* PAGE EXTRACT:
In a weekly column, alternately written by Lucien Engelen, Mary Fiers, Maarten Steinbuch, Carlo van de Weijer, and Tessie Hartjes, E52 tries to find out what the future will look like. All five contributors – sometimes accompanied by guest bloggers – are working on solving the problems of our time. Everything to make Tomorrow Good. This Sunday, it‘s Maarten Steinbuch’s turn. Here are all the previously published columns.
Last week I attended an international medical congress for ENT-doctors and brain surgeons. They often perform very complex operations for which they practice for many years to get exactly to a malignant condition in a person’s head, or insert an electrode into your ear canal to let you hear again. Without them touching a nerve that could paralyse you or make you lose your taste. They are proud of their profession, and at the congress they tell about their experiences and research to do even better. With their drilling and milling tools and other instruments, they work with their hands, very carefully, layer by layer.

* MATERIAL SUPPLIED:

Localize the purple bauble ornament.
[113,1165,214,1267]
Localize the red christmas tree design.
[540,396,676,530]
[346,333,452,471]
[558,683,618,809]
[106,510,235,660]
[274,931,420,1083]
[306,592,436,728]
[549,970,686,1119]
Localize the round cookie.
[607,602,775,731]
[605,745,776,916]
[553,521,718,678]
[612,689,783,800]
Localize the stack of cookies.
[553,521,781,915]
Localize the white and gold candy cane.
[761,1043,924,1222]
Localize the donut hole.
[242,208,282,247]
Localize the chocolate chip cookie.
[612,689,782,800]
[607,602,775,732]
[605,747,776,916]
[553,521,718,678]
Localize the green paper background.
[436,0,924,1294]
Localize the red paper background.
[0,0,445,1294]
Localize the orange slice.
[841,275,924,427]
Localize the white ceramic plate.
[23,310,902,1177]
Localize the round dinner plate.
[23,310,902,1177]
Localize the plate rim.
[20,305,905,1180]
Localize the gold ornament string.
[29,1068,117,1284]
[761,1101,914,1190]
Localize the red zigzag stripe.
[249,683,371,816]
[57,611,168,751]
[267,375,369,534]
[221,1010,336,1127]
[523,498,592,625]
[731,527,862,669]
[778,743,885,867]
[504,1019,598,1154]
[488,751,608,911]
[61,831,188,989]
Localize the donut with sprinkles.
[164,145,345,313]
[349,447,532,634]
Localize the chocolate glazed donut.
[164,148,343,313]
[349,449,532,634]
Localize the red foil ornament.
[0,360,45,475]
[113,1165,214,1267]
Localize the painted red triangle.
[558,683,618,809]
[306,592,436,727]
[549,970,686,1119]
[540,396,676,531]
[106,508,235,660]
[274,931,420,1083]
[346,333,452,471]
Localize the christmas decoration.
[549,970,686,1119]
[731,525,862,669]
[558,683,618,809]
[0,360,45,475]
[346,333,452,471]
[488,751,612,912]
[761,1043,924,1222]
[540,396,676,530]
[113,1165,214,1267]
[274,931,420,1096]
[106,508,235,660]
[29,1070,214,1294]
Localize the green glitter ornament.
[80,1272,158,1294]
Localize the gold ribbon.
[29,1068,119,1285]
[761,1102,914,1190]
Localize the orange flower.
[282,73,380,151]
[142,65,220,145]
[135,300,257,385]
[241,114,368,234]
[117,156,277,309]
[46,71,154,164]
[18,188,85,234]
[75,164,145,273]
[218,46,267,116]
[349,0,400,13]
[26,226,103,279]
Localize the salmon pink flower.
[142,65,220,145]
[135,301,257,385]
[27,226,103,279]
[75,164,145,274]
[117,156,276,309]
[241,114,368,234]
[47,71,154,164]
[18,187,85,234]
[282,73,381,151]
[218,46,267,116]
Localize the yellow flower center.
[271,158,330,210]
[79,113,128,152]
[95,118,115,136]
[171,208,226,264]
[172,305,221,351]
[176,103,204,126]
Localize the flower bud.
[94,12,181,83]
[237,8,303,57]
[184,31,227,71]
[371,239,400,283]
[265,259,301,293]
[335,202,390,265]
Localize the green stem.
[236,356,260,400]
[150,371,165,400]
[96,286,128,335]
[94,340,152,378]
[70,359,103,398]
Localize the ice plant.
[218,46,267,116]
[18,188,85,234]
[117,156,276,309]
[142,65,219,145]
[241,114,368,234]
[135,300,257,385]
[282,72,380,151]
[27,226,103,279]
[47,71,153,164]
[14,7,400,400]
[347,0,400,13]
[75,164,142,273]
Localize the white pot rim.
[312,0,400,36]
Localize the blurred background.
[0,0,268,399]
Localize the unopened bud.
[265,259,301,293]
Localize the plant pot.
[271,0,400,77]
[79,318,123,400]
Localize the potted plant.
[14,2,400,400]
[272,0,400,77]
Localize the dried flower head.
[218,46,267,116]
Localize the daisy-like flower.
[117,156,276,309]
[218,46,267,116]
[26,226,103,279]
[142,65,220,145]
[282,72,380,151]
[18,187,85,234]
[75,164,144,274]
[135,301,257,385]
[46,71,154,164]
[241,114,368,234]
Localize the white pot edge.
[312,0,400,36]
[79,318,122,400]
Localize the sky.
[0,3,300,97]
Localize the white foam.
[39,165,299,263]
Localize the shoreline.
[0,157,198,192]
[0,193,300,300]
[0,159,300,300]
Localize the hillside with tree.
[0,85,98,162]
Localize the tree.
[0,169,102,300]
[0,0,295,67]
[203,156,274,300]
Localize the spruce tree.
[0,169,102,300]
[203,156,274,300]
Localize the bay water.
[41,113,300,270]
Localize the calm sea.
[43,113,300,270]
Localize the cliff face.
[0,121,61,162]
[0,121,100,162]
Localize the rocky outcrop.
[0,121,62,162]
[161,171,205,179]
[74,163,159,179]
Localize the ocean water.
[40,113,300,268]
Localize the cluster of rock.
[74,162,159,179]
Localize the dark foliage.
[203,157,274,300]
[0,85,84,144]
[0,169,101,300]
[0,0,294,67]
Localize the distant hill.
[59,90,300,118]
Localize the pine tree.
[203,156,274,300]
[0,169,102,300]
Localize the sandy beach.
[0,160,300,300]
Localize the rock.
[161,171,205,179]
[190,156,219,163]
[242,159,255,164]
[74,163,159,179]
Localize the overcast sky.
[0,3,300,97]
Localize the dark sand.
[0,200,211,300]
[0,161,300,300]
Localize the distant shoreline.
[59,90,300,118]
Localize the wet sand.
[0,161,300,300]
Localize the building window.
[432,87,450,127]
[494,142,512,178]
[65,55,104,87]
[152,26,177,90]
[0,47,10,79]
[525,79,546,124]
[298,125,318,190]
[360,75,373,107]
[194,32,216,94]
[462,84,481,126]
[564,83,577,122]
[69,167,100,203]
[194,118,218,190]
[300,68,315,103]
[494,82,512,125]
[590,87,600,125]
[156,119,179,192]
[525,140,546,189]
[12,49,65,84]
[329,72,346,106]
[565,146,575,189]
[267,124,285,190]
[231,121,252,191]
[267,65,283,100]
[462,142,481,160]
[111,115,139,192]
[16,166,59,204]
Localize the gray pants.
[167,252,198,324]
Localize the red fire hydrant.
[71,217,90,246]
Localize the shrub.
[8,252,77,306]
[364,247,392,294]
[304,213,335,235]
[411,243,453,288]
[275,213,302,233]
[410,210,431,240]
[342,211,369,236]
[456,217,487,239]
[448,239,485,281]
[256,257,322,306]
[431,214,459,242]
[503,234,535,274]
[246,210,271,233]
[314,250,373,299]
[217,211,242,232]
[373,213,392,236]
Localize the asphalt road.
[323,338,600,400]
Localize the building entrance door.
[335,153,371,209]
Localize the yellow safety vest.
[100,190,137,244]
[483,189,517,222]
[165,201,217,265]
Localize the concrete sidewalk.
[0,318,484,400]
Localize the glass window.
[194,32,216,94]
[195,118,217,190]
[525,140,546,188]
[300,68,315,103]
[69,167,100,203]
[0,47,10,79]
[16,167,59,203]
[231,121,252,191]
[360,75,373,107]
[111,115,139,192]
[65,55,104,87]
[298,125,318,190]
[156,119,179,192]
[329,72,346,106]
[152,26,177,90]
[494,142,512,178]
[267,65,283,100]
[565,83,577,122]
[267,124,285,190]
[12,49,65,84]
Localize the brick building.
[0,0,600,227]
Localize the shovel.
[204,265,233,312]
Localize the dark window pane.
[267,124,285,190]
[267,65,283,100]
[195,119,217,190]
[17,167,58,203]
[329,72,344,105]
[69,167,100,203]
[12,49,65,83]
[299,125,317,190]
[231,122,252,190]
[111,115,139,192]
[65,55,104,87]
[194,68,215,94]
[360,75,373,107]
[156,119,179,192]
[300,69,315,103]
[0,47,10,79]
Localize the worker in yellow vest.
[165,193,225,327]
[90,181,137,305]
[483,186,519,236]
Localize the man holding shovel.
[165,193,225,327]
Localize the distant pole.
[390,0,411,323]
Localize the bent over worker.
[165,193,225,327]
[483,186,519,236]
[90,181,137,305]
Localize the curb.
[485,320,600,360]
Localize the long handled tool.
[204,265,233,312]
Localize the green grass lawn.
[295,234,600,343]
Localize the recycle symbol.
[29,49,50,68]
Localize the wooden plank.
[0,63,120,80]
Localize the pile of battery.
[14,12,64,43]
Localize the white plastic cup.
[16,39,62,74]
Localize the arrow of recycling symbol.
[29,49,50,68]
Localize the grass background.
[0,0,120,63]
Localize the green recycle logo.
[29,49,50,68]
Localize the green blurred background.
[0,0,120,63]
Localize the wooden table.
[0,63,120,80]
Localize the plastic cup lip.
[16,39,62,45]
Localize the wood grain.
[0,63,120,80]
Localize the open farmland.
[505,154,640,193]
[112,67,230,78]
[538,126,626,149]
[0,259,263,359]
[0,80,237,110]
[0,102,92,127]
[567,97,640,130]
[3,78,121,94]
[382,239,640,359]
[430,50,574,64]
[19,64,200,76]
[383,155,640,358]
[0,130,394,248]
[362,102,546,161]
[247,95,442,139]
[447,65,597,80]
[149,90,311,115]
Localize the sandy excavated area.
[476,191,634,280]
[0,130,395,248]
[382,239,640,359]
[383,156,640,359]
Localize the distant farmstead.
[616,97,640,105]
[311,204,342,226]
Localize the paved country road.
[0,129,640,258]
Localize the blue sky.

* WHAT THE TASK ASKS: Reproduce the E52 column text about the medical congress word for word, in full.

* YOUR SOLUTION:
In a weekly column, alternately written by Lucien Engelen, Mary Fiers, Maarten Steinbuch, Carlo van de Weijer, and Tessie Hartjes, E52 tries to find out what the future will look like. All five contributors – sometimes accompanied by guest bloggers – are working on solving the problems of our time. Everything to make Tomorrow Good. This Sunday, it‘s Maarten Steinbuch’s turn. Here are all the previously published columns.
Last week I attended an international medical congress for ENT-doctors and brain surgeons. They often perform very complex operations for which they practice for many years to get exactly to a malignant condition in a person’s head, or insert an electrode into your ear canal to let you hear again. Without them touching a nerve that could paralyse you or make you lose your taste. They are proud of their profession, and at the congress they tell about their experiences and research to do even better. With their drilling and milling tools and other instruments, they work with their hands, very carefully, layer by layer.